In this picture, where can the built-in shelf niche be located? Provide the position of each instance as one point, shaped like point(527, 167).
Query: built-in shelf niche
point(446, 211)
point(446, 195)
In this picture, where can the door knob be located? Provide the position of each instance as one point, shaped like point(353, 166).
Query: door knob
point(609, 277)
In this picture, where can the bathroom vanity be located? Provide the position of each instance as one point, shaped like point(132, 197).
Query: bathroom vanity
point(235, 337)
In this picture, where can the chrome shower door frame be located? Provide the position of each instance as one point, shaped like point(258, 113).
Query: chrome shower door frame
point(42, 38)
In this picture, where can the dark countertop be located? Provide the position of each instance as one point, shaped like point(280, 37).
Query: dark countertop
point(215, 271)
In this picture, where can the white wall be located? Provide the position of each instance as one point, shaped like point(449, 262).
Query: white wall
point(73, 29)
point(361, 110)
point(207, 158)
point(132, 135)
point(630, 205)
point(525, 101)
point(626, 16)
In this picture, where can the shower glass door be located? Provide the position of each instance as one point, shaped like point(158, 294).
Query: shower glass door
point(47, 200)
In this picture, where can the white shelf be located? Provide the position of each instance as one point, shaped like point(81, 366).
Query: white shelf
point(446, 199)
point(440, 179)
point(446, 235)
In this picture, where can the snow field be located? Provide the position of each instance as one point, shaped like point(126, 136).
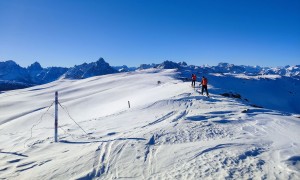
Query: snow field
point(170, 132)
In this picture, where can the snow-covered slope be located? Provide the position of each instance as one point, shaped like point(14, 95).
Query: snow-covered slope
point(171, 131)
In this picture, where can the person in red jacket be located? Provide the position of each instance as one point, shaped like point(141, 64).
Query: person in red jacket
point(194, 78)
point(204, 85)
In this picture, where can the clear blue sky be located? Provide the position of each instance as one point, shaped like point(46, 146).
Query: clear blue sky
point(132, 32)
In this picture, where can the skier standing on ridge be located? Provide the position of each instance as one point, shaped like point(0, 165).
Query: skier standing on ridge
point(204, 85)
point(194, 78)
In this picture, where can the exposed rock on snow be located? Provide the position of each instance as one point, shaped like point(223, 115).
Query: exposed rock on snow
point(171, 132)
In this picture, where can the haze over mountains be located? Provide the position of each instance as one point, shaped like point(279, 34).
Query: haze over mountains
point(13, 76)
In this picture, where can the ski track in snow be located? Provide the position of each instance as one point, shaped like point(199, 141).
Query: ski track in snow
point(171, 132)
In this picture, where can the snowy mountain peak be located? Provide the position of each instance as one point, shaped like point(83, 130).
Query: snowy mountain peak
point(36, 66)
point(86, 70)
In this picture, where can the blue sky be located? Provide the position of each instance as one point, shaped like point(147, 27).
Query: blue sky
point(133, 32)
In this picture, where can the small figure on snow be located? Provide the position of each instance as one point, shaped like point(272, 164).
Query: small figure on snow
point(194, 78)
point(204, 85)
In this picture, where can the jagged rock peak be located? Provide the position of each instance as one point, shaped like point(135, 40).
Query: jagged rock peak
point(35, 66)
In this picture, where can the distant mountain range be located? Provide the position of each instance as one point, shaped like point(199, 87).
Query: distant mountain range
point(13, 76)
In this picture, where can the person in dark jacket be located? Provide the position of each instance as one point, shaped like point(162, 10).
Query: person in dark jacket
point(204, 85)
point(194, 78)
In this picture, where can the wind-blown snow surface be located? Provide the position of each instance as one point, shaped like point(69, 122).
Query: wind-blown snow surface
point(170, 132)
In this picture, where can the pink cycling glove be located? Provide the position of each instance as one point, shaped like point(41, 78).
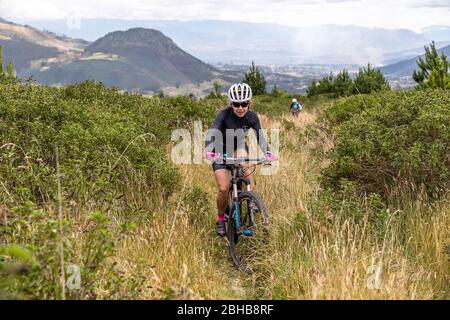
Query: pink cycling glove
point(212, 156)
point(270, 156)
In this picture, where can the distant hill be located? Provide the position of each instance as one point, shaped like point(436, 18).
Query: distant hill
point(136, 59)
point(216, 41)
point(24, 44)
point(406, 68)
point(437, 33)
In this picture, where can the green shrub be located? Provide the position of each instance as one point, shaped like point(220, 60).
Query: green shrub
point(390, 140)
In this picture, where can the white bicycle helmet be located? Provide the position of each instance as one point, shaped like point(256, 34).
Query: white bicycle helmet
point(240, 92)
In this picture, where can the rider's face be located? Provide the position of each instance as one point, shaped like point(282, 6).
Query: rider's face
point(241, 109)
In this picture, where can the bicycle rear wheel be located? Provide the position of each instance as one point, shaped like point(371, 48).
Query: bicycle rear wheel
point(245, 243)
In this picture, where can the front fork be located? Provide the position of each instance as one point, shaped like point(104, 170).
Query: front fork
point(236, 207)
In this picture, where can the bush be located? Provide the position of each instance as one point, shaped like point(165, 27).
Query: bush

What is needed. Locate the word "bush" in the records and collect each line it appears in.

Finished task.
In this picture, where can the bush be located? Provide the position of each instance as one point, shaped like point(165, 27).
Query: bush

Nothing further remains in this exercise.